— start of QUOTED TEXT —

Exercise - Partitioning using NYSE Data

Let us perform this task as exercise to understand partitioning.

  • Create Stage Table nyse_eod_stage and load from source…
  • Duration: 20 Minutes
  • Use data from /data/nyse_all/nyse_data
  • Use database YOUR_OS_USER_NAME_nyse
  • Create partitioned table nyse_eod_part
  • Field Names: stockticker, tradedate, openprice, highprice, lowprice, closeprice, volume
  • Determine correct data types based on the values
  • Create Managed table with “,” as delimiter.
  • Partition Field should be tradeyear and of type INT (one partition for corresponding year)
  • Insert data into partitioned table using dynamic partition mode.

Exercise for Databricks Platform

  • Duration: 30 Minutes
  • Task: Develop the script to partition NYSE Data.

— end of QUOTED TEXT —

DIRECTIVE 1:
List the field names that the NYSE partitioning exercise specifies for the partitioned table.
DIRECTIVE 2:
Pick out every line of the entries that contains the string "rope", treating uppercase and lowercase as different.

— start of PROVIDED MATERIAL —

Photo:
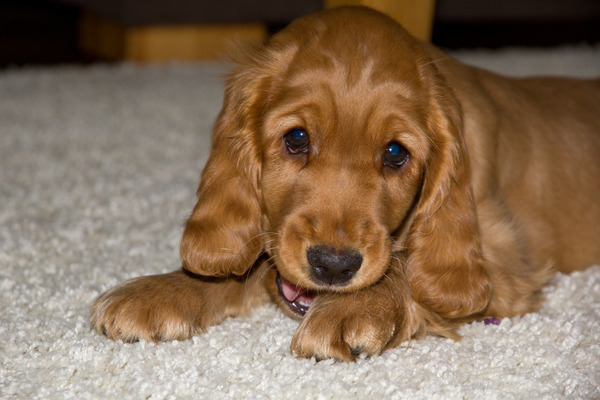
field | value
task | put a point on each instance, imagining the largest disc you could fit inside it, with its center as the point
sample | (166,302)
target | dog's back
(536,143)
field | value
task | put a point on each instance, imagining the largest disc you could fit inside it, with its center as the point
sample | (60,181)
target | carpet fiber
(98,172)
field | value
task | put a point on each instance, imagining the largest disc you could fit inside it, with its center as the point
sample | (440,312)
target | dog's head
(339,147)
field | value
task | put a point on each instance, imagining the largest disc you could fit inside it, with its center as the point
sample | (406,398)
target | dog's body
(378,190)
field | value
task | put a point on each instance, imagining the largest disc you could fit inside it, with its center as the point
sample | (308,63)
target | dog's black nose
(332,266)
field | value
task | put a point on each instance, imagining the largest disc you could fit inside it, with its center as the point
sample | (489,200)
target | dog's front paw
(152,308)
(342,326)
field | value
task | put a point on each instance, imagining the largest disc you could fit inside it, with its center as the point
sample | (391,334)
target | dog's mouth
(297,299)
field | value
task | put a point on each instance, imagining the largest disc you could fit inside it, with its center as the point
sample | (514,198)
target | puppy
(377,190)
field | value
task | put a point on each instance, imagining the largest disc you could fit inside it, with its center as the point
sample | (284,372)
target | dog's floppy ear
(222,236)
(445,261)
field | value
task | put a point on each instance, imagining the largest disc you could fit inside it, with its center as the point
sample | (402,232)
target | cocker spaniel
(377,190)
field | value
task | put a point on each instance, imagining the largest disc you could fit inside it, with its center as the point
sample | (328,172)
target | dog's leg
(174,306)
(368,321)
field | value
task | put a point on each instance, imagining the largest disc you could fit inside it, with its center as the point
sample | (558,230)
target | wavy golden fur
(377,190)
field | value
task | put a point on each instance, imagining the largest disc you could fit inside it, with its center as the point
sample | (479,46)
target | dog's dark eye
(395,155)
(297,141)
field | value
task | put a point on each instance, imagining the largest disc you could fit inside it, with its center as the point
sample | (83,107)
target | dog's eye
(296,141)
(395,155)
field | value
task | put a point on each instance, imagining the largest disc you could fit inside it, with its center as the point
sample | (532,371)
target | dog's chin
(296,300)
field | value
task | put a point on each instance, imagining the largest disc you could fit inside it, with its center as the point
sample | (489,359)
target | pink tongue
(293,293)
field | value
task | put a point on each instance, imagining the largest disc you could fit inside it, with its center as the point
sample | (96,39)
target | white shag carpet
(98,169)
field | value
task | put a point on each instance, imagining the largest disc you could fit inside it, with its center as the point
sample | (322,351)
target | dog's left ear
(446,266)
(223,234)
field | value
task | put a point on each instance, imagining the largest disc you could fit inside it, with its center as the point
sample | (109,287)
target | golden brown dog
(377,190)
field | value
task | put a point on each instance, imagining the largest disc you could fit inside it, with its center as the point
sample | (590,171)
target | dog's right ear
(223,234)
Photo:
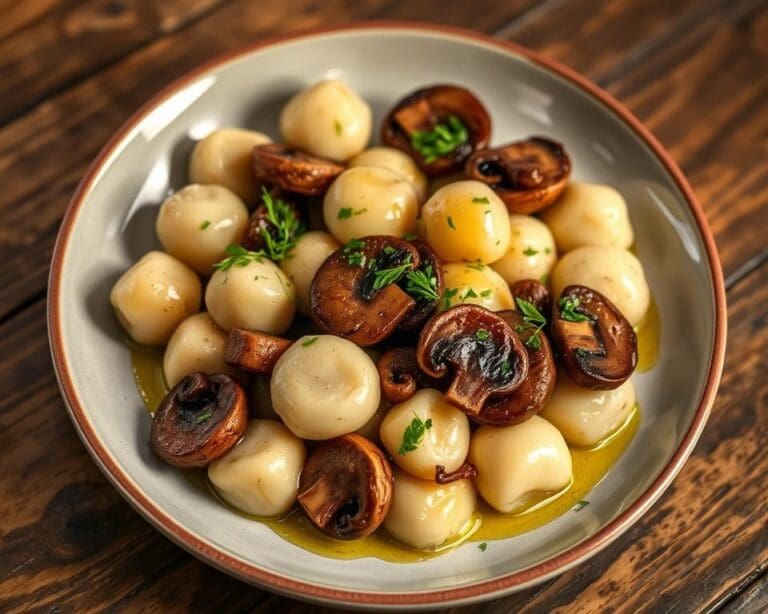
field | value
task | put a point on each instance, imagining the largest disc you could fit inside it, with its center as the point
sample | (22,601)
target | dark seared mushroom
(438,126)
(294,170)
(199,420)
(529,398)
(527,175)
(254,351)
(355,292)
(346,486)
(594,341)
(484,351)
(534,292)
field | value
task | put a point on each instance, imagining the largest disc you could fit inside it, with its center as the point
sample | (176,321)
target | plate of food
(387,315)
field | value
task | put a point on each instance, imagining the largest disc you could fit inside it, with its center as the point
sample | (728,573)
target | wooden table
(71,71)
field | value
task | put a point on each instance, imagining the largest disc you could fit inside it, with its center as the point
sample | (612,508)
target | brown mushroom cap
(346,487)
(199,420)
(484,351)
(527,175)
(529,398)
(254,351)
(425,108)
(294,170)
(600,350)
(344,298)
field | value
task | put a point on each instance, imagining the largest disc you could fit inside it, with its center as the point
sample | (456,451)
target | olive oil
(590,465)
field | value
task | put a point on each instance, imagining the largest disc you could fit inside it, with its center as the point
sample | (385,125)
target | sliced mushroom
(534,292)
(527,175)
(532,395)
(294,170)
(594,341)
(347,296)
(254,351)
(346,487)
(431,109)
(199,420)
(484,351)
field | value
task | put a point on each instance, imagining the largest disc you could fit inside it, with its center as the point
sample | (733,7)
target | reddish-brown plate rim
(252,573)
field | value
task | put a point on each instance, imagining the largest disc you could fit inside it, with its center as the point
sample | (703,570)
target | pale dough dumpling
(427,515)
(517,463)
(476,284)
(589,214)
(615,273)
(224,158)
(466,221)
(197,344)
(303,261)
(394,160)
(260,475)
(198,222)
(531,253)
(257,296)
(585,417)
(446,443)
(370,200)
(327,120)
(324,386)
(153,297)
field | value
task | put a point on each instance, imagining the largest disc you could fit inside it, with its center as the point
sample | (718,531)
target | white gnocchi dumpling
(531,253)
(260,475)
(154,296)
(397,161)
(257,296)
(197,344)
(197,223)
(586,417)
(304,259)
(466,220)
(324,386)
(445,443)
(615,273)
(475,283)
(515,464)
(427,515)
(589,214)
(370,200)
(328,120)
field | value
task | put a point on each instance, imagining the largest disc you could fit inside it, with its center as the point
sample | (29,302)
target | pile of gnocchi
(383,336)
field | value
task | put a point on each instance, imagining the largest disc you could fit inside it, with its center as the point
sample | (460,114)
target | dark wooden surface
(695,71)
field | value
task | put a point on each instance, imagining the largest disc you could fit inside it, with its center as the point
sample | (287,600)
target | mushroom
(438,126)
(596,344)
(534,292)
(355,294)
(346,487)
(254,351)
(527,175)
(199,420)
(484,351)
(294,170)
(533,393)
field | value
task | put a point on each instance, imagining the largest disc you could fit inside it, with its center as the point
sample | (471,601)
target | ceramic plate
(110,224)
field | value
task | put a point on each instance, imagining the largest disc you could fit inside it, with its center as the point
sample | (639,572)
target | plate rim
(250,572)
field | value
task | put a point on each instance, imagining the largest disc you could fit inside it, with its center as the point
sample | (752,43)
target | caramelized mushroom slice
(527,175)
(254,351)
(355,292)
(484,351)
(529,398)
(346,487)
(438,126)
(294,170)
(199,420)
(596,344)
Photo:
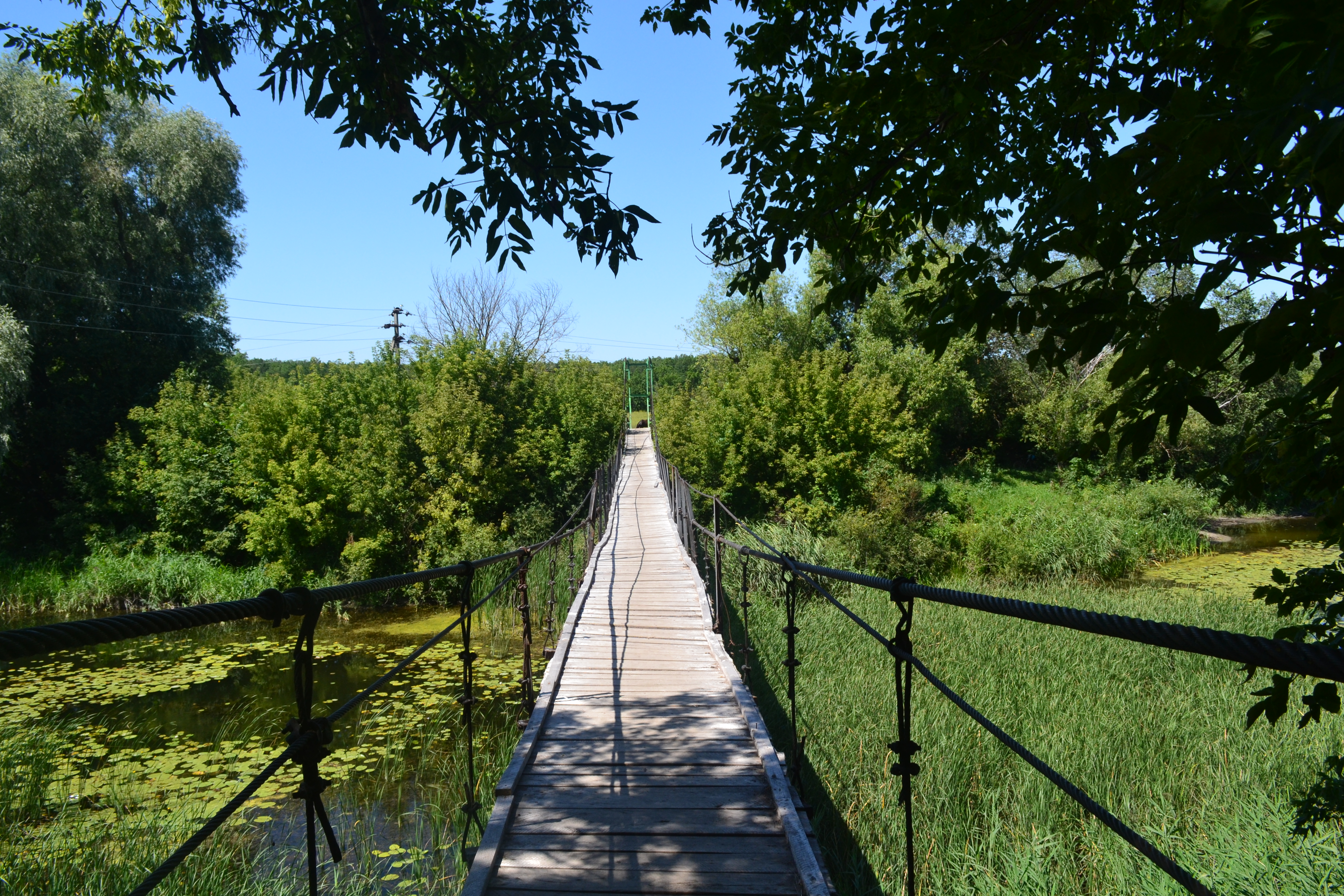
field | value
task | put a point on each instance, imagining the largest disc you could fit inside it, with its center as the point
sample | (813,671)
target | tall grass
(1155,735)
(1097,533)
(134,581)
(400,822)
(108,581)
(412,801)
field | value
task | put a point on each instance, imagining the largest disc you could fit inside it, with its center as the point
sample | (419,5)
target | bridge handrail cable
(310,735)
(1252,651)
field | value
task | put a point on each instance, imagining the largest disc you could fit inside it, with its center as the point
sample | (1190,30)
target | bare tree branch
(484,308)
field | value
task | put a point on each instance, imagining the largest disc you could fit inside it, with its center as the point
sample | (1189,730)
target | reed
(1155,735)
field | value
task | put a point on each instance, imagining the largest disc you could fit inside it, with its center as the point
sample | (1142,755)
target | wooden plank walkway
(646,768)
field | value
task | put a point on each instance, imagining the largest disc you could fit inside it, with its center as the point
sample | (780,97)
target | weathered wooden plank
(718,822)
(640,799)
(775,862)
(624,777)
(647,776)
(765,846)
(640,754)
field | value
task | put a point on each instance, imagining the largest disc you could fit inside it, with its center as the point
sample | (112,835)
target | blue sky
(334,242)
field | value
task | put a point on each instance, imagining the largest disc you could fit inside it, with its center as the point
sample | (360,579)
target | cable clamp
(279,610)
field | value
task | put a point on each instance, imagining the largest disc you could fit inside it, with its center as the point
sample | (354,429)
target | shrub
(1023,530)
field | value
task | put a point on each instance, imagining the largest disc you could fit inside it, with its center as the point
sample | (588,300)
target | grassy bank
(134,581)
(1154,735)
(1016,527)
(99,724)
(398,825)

— end of PROVIDED MATERIAL —
— start of PROVIDED MATERIAL —

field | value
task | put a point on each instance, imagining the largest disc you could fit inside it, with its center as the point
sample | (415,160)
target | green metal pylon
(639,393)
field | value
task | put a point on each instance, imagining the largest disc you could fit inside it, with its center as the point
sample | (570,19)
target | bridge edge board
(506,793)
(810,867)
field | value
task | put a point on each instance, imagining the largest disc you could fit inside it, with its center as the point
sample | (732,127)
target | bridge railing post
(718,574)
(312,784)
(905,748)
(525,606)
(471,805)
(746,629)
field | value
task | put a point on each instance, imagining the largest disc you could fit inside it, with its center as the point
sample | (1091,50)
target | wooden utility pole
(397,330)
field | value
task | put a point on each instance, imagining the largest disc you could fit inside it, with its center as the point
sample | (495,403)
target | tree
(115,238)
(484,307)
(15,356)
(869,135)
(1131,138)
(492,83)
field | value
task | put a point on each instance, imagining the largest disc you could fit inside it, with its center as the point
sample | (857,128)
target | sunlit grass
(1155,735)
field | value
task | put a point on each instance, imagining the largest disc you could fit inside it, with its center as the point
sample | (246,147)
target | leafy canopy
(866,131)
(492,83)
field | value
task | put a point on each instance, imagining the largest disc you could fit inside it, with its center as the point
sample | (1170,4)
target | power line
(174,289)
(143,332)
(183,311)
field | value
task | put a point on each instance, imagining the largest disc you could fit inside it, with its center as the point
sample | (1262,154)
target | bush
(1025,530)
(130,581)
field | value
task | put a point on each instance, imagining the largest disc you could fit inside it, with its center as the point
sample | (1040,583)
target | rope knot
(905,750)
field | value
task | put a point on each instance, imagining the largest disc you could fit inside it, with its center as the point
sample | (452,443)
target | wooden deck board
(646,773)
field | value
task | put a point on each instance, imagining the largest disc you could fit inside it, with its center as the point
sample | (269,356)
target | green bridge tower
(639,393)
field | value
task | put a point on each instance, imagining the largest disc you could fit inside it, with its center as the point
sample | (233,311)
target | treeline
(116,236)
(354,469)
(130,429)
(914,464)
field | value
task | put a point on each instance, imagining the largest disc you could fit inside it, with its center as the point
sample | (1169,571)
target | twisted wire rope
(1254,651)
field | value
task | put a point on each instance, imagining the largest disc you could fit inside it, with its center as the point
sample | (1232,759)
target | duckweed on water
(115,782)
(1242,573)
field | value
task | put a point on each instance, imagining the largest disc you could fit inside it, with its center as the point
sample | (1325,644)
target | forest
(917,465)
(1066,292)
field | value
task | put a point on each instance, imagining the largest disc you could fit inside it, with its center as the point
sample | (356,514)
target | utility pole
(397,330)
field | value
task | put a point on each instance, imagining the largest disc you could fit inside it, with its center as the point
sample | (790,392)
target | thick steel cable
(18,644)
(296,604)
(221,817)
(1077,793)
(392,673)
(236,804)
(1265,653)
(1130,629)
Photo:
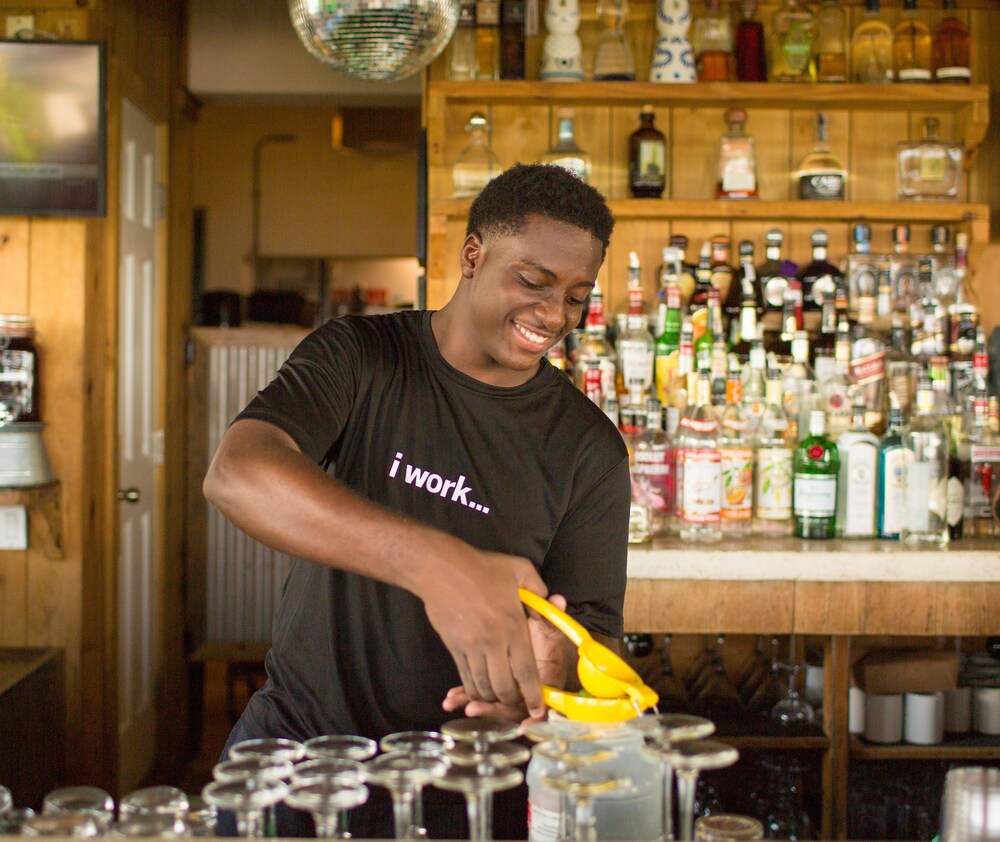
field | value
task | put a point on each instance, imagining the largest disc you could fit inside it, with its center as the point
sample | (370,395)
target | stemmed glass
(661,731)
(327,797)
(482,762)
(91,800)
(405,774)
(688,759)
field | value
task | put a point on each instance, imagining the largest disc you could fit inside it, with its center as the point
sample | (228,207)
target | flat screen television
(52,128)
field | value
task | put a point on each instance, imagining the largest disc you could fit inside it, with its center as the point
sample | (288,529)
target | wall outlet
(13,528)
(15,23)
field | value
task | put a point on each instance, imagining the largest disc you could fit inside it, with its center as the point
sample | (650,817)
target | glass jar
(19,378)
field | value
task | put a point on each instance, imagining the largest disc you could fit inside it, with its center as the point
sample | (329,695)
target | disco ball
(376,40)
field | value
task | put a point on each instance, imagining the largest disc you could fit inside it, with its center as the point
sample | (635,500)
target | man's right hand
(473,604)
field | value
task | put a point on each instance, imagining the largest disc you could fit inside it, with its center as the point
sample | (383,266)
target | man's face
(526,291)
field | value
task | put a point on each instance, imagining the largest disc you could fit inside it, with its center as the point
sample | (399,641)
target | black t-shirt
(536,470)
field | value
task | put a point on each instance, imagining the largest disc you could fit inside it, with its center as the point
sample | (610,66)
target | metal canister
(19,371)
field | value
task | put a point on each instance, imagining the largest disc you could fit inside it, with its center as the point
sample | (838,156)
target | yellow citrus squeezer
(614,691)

— end of PROVIDED MATERIAL —
— start of PROVIDED MATERIAL —

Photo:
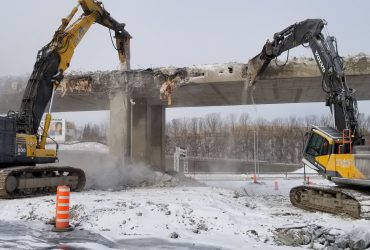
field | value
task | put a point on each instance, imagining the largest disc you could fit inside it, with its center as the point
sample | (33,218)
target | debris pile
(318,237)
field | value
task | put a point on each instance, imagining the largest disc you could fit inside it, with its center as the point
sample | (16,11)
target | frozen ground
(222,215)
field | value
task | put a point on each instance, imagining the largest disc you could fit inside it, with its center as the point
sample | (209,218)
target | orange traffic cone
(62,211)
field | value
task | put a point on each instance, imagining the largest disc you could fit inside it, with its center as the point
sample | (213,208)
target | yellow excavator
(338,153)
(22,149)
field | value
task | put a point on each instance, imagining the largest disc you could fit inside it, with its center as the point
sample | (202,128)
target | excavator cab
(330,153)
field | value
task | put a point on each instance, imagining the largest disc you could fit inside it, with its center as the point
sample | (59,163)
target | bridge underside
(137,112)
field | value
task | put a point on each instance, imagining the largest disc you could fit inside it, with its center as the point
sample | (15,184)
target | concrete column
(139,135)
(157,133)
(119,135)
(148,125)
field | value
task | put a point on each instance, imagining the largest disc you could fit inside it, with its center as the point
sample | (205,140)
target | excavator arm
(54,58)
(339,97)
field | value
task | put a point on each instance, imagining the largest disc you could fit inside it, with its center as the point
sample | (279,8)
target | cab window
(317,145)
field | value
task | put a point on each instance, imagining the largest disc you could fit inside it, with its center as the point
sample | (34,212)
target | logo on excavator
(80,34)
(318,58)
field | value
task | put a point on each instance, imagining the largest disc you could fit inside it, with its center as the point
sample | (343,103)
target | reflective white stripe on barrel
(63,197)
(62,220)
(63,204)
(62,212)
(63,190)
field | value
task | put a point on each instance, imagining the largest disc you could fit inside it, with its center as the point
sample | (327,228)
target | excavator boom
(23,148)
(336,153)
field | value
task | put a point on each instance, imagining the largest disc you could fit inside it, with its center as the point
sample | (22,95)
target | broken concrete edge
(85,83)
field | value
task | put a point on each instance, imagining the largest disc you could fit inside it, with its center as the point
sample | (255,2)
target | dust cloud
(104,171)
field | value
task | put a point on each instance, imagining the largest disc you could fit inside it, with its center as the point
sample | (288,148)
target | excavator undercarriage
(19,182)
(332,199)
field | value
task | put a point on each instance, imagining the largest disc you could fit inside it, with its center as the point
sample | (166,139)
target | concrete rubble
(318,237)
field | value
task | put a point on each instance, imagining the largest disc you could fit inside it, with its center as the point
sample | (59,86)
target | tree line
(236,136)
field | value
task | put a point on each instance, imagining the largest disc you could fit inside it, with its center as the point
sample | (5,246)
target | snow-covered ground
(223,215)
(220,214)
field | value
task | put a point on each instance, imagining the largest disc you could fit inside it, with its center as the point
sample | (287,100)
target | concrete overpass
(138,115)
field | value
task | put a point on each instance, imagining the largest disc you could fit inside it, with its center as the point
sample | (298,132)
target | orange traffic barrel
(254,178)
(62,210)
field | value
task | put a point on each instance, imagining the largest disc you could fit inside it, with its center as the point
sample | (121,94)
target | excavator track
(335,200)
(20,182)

— end of PROVIDED MATERIAL —

CORRECT OUTPUT 1:
stockticker, tradedate, openprice, highprice, lowprice, closeprice, volume

CORRECT OUTPUT 2:
target | rope knot
target | twisted wire rope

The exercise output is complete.